--- Source document ---
* Begin *

Peter C. Beller 06.26.08, 12:00 PM ET

 

Inside a soundstage the size of an airplane hangar in the San Fernando Valley, Marty Krofft gazes around the set of Land of the Lost, marveling at what an army of studio craftsmen can do with $5 million. Outside, it's 95 degrees in the smog. Inside, the air conditioning whirs like a jet high above, jungle vines twist around massive pillars standing sentry over a wide Incan staircase. Two dozen reptile-suited extras meander around Will Ferrell, dressed in khaki and waiting for the camera to roll. Crew members doze on fake rocks. A man comes over with slices of cantaloupe and watermelon.

 

The Krofft brothers, Sid, the dreamy creator, and Marty, the ornery businessman, bicker constantly.

 

"There's a big attack," says Sid, pointing to the plaza in the middle of the stage. He has white hair and a faraway gaze, and his voice soars and dips like he's telling a story to children. "The Sleestaks are attacking the main characters."

 

"By the way, we're not giving the plot away today," Marty snaps at him.

 

"I wasn't talking about the movie," Sid protests, rolling his eyes.

 

Ferrell and his costars, Anna Friel (Pushing Daisies) and Danny McBride (The Foot Fist Way), speak their lines quietly into the camera and Marty, getting impatient, asks the publicist, "Can we tell him about the movie?" Then to no one in particular: "The girl has an eating disorder."

 

The Krofft brothers once had their own workshop where they made intricately detailed puppets, sets and costumes. Then came Land of the Lost and a slew of other psychedelic shows that kids worshiped. They were big-time television producers: Between the late '60s and the early '90s, they produced 20 series for NBC, CBS and ABC, opened their own theme park and packed stadiums with live shows for kids. But that was a long time ago--they haven't had a network show since 1994.

 

Now Universal is writing big checks to make a film version of Lost, a Saturday morning show that ran for only three years and featured an 10-year-old actor as a grunting ape-boy. "It's advertised at $100 million, but it'll probably be in at over 200," whispers Marty with a raised eyebrow.

 

If the Krofft cult, now middle aged, brings their children to see what they watched as kids, Lost will be a hit next summer, and Sid and Marty have a real shot at getting the rest of their classic shows turned into big-budget pictures. That would be heaven for both of them. They're old-timers in a "What have you done for me lately?" business. For Sid, 78, and Marty, 71, this is their last chance to stretch their legacy to a new generation.

* End *

--- Supplied data ---
* Begin *

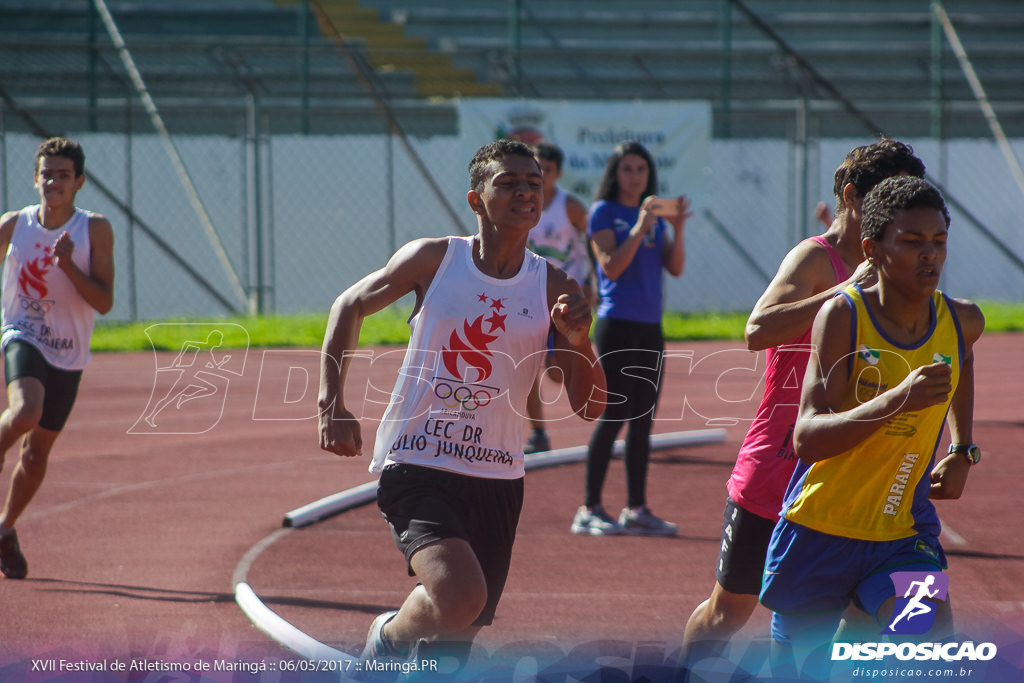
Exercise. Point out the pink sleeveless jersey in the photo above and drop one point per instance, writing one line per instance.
(766, 458)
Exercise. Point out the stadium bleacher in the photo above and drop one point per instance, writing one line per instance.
(199, 55)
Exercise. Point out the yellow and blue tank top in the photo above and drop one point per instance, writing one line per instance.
(878, 489)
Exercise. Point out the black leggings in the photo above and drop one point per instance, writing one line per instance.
(631, 356)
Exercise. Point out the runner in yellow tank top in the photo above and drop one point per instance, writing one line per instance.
(891, 361)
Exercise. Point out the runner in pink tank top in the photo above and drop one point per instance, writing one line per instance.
(811, 273)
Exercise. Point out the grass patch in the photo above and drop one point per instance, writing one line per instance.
(389, 328)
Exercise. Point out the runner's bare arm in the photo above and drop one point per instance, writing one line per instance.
(96, 287)
(949, 474)
(411, 269)
(571, 317)
(785, 310)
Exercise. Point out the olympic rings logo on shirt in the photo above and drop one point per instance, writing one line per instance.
(464, 395)
(36, 305)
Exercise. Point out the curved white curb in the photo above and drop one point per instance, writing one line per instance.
(283, 632)
(287, 635)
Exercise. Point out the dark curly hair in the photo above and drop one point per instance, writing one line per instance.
(478, 167)
(868, 165)
(61, 146)
(898, 194)
(608, 189)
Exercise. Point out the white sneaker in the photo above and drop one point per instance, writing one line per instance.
(642, 521)
(595, 521)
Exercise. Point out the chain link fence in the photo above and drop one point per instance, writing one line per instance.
(300, 217)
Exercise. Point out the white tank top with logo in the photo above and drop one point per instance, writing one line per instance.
(557, 240)
(39, 303)
(477, 343)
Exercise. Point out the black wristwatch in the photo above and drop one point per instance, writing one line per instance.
(972, 453)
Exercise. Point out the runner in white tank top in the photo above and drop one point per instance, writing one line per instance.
(560, 237)
(57, 272)
(39, 302)
(477, 344)
(451, 485)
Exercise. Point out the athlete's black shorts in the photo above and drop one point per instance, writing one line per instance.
(59, 386)
(424, 505)
(744, 546)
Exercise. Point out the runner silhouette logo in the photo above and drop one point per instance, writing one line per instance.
(918, 595)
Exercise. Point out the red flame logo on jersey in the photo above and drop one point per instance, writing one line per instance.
(469, 353)
(33, 274)
(470, 350)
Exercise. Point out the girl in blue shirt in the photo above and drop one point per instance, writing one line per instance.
(633, 247)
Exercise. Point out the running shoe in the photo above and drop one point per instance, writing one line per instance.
(595, 521)
(377, 647)
(12, 562)
(537, 442)
(641, 521)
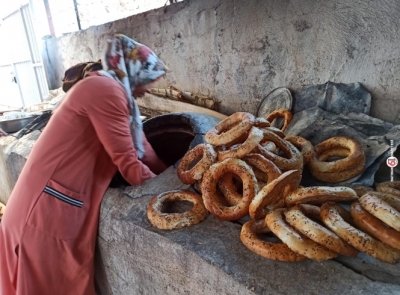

* End *

--- Short exercise A ---
Please translate this sentence from the article about the Krofft brothers into Spanish: "Crew members doze on fake rocks."
--- Short exercise B ---
According to the article about the Krofft brothers, in what year did they last have a network show?

--- Reply A ---
Los miembros del equipo dormitan sobre rocas falsas.

--- Reply B ---
1994